• TASK:
Quote every line from the top of the listing down to and including the line that contains "target | seated audience member".

- - - - -

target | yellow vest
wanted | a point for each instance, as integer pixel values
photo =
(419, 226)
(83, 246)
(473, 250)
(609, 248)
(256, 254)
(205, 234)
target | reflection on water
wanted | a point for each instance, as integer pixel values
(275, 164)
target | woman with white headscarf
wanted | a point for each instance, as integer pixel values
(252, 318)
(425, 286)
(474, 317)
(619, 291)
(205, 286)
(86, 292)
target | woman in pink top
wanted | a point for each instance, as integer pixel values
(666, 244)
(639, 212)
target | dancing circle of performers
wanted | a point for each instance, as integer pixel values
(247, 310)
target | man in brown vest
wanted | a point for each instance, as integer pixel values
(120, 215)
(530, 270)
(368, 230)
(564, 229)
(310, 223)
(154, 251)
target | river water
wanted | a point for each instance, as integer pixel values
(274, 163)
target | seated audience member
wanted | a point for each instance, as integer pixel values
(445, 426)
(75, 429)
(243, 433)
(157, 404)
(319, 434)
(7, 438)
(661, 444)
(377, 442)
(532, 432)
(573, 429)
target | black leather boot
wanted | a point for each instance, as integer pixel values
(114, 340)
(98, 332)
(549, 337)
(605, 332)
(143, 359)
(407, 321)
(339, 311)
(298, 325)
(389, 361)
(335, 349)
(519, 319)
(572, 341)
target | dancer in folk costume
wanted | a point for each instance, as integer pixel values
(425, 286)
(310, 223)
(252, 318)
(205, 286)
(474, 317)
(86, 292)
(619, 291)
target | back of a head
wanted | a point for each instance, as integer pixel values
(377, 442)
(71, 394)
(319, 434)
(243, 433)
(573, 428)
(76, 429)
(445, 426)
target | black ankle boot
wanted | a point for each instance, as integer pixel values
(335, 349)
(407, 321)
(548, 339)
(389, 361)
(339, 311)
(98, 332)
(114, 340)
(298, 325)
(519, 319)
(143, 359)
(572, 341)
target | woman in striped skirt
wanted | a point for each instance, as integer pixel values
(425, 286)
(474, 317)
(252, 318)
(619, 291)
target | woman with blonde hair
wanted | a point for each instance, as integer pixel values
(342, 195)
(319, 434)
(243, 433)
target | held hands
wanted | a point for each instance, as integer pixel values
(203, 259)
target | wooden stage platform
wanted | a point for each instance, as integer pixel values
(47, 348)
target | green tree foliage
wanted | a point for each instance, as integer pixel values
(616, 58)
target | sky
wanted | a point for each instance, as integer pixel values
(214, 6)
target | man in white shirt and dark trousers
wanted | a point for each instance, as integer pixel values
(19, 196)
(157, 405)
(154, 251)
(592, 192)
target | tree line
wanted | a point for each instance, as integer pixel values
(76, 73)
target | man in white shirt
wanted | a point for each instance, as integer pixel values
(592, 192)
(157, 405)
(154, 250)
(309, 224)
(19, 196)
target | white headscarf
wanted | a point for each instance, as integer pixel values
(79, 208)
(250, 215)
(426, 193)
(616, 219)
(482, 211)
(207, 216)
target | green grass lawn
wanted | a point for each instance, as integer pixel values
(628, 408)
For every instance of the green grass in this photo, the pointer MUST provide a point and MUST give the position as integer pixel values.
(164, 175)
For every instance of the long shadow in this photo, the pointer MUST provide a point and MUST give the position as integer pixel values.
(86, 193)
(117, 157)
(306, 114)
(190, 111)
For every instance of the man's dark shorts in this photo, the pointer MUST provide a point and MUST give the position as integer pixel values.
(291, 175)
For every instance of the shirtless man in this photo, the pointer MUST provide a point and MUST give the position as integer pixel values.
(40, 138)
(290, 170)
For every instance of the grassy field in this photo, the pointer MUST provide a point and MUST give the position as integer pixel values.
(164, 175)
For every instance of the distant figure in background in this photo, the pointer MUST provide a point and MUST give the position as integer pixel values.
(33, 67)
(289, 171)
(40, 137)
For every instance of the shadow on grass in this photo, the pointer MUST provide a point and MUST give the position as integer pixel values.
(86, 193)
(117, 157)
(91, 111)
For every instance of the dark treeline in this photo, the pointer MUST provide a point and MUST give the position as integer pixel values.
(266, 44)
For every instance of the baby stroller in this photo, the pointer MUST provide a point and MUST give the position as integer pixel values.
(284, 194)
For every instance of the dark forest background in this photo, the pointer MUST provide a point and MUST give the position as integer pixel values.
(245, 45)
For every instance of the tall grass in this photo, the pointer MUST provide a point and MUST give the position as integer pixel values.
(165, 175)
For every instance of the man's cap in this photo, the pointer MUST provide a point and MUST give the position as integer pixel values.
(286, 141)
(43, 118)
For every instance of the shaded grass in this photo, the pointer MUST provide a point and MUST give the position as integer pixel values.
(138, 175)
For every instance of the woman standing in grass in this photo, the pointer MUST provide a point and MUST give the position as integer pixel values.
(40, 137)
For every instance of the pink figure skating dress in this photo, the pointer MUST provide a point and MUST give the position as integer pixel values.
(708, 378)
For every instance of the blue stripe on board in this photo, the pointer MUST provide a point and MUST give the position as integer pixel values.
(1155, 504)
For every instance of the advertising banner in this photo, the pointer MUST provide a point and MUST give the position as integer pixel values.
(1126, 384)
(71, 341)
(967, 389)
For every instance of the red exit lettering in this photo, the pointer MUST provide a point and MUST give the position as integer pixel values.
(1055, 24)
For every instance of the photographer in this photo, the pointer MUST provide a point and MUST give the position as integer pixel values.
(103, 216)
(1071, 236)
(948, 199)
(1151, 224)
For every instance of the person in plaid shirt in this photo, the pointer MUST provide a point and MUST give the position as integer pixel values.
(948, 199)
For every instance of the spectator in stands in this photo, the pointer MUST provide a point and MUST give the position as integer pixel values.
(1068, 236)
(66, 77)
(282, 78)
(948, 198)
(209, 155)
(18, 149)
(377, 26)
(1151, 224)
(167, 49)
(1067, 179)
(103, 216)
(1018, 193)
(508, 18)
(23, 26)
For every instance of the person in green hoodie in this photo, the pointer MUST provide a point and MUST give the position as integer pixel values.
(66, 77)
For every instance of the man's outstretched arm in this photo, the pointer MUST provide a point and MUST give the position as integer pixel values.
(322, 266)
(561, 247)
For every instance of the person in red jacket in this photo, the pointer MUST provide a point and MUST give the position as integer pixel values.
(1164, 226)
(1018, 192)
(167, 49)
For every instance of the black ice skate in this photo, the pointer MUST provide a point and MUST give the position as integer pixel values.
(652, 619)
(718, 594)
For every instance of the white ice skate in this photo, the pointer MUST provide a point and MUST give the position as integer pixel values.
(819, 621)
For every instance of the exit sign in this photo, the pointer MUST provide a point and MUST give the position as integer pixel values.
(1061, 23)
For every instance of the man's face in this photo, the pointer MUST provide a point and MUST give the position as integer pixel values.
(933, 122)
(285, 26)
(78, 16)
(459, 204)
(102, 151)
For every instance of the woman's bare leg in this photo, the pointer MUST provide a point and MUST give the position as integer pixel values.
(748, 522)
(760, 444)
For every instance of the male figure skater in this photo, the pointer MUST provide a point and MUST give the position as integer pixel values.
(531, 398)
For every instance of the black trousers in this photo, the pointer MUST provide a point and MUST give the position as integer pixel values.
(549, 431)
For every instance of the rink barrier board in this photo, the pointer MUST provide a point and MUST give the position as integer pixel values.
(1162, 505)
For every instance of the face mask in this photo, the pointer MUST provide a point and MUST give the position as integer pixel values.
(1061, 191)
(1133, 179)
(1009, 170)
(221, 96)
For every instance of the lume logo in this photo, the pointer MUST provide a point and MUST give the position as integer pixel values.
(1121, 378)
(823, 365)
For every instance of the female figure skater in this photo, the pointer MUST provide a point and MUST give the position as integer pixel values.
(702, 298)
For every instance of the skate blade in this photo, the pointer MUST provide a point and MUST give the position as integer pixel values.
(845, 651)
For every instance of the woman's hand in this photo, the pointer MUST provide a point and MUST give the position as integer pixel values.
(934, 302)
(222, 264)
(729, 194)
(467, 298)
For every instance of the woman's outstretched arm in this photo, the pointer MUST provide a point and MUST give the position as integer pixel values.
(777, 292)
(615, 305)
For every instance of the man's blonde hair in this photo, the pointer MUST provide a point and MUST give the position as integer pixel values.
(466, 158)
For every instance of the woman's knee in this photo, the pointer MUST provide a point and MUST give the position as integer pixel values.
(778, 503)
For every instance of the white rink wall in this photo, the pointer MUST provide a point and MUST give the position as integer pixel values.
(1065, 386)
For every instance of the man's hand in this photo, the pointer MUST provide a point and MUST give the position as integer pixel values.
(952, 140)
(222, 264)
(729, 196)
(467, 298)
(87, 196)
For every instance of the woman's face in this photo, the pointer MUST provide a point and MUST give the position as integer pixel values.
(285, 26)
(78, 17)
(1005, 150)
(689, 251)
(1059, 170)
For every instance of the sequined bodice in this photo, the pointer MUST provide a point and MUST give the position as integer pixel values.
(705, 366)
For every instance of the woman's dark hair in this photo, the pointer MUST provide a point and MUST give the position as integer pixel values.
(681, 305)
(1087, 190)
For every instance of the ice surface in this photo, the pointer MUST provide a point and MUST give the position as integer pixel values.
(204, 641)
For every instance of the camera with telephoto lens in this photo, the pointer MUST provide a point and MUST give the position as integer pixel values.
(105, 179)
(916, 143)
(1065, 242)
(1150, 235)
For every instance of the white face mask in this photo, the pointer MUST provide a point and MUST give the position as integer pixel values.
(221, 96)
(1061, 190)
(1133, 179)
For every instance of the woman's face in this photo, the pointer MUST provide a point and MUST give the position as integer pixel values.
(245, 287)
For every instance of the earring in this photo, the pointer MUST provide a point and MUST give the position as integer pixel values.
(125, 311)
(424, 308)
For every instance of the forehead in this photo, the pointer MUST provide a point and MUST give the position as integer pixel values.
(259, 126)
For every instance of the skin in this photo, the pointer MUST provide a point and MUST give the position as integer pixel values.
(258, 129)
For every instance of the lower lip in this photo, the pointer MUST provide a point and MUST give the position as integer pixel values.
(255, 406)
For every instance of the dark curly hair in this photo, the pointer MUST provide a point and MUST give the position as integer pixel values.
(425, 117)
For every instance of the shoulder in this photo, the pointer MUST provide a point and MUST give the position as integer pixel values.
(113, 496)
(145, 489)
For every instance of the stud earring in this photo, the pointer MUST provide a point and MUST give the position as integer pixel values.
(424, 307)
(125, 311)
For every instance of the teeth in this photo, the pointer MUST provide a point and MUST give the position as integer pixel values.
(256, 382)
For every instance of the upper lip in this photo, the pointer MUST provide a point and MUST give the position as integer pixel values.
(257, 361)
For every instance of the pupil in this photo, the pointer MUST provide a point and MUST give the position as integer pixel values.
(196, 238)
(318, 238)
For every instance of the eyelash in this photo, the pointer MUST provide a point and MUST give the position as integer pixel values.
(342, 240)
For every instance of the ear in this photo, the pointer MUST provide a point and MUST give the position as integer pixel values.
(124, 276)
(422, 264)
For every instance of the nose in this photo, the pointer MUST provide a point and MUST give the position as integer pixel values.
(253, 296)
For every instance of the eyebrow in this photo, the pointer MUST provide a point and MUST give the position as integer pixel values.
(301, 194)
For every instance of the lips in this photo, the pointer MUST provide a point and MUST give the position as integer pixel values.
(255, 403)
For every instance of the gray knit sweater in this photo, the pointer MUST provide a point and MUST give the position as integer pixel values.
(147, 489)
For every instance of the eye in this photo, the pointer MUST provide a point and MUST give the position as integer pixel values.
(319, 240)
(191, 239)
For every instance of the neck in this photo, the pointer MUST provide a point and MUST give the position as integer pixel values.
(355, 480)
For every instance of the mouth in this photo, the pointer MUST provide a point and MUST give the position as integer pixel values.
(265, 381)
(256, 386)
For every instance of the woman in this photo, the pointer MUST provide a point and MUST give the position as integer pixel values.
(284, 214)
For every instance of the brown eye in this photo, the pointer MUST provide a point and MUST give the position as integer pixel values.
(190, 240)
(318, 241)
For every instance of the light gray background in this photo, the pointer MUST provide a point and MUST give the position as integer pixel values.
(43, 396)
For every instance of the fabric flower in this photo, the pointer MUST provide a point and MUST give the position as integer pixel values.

- - - - -

• RESPONSE AREA:
target | yellow vest
wanted | a point for each instance, as integer pixel values
photo =
(419, 226)
(83, 246)
(473, 250)
(609, 248)
(256, 254)
(205, 234)
target | reflection on water
wanted | a point for each instance, as integer pixel values
(275, 164)
target | woman with white headscarf
wanted | a point for each instance, as integer pixel values
(252, 318)
(425, 286)
(474, 317)
(619, 291)
(205, 286)
(86, 292)
target | woman in pink top
wanted | a point for each instance, as integer pixel values
(666, 244)
(639, 212)
target | dancing circle of performers
wanted | a point for each instance, as integer pixel values
(247, 310)
target | man in brown vest
wanted | a point for each instance, as integer pixel values
(120, 215)
(530, 270)
(368, 230)
(564, 229)
(310, 223)
(154, 251)
target | river water
wanted | a point for each instance, as integer pixel values
(274, 163)
target | seated audience member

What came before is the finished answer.